Problem to work on: Return nothing but the lines from the line containing "Q: Provide one point on every instance of the sheer" through the last line of the records, reproduced exactly.

Data:

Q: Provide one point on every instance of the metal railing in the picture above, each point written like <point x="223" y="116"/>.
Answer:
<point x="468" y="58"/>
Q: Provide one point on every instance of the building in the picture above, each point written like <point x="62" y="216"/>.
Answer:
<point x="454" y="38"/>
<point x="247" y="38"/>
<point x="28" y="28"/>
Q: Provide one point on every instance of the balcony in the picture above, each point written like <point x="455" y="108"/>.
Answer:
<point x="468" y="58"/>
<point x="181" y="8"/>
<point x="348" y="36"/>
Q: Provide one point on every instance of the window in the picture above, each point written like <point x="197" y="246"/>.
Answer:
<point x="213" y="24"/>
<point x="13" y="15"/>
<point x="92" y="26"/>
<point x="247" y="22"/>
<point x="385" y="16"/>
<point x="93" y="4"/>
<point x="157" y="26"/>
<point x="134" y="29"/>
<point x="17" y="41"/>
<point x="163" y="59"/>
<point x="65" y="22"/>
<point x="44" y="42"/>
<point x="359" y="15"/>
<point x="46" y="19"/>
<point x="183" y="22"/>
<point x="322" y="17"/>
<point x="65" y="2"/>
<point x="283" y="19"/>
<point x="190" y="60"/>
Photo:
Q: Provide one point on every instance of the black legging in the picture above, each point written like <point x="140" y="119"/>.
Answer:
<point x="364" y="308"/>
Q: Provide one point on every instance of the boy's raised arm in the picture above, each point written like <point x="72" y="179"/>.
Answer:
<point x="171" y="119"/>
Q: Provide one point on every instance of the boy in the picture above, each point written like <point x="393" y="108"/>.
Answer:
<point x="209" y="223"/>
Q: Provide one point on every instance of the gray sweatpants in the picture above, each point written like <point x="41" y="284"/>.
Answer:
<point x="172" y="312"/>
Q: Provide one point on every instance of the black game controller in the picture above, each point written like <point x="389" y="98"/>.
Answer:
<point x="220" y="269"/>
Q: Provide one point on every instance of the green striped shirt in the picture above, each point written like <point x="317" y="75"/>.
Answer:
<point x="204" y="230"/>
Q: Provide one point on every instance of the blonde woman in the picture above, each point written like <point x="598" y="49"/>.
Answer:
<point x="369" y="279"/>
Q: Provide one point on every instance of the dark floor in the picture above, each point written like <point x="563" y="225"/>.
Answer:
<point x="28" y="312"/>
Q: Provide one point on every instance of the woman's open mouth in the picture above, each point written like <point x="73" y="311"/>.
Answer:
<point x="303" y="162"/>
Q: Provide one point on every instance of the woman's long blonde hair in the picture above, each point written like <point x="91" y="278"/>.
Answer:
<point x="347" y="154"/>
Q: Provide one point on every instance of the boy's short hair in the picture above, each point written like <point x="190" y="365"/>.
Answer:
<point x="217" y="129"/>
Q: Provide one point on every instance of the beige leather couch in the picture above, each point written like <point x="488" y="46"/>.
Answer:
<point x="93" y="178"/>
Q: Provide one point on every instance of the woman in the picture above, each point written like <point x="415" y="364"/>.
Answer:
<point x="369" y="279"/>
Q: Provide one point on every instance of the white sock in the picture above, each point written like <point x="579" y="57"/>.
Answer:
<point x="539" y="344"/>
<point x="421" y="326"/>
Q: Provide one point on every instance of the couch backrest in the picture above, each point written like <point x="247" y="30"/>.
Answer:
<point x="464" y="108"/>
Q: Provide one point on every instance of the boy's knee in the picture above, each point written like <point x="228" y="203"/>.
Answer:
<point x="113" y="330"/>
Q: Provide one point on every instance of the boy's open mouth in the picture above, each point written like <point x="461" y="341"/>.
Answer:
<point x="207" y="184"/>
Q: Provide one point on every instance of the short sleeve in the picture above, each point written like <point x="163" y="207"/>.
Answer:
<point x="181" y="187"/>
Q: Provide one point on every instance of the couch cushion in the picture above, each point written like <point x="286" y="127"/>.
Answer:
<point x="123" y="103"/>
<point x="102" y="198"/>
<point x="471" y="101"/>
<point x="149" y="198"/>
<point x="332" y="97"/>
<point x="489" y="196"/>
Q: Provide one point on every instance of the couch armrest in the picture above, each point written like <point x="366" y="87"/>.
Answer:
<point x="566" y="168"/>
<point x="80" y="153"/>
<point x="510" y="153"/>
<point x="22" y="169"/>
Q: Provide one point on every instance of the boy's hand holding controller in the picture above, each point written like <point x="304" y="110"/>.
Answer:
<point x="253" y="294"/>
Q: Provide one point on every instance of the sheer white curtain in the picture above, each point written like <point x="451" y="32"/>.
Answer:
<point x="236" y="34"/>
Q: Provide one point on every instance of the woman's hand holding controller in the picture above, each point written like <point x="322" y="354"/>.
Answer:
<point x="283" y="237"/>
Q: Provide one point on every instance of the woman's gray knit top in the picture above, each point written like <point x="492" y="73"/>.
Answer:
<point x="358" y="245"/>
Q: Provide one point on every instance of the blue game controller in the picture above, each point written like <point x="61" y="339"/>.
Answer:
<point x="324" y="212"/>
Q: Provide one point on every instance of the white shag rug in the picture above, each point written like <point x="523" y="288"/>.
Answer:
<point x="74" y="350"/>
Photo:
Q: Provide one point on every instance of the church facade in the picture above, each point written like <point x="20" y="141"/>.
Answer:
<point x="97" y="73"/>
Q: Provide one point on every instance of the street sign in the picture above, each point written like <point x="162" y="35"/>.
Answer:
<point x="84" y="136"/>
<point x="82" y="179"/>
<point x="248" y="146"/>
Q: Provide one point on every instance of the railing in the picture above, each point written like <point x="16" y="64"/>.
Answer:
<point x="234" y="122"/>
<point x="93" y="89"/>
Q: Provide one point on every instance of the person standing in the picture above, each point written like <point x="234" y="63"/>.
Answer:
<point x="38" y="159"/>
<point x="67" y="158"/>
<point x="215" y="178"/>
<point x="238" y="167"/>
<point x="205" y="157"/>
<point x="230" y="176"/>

Exercise result:
Q: Provide one point on every instance of the sheer white curtain in the picture above, each point written like <point x="451" y="32"/>.
Answer:
<point x="236" y="34"/>
Q: Provide one point on every instance of the woman's hand holding controller in the picture above, each point written like <point x="322" y="354"/>.
Answer:
<point x="283" y="237"/>
Q: Provide one point on every instance of the woman's gray knit top in the picture above, each point written like <point x="492" y="73"/>.
Answer:
<point x="358" y="245"/>
Q: Provide one point on every instance of the blue game controller in the picture above, each point written like <point x="61" y="339"/>.
Answer:
<point x="324" y="212"/>
Q: Provide one point on every instance of the white shag rug in the picture above, each point written like <point x="523" y="288"/>.
Answer:
<point x="74" y="350"/>
Photo:
Q: Provide one point on every instance of the church facade in the picture above, each point written like <point x="20" y="141"/>.
Answer:
<point x="97" y="73"/>
Q: Provide one point on every instance of the street sign in the picture above, each point written like <point x="162" y="35"/>.
Answer:
<point x="84" y="136"/>
<point x="82" y="179"/>
<point x="248" y="146"/>
Q: Provide one point on every instance of the railing in the picture above, each point written like <point x="16" y="64"/>.
Answer:
<point x="234" y="122"/>
<point x="93" y="89"/>
Q: Provide one point on every instance of the person standing in the picture above, each point written like <point x="234" y="63"/>.
Answer:
<point x="38" y="159"/>
<point x="67" y="158"/>
<point x="215" y="178"/>
<point x="238" y="167"/>
<point x="205" y="157"/>
<point x="230" y="176"/>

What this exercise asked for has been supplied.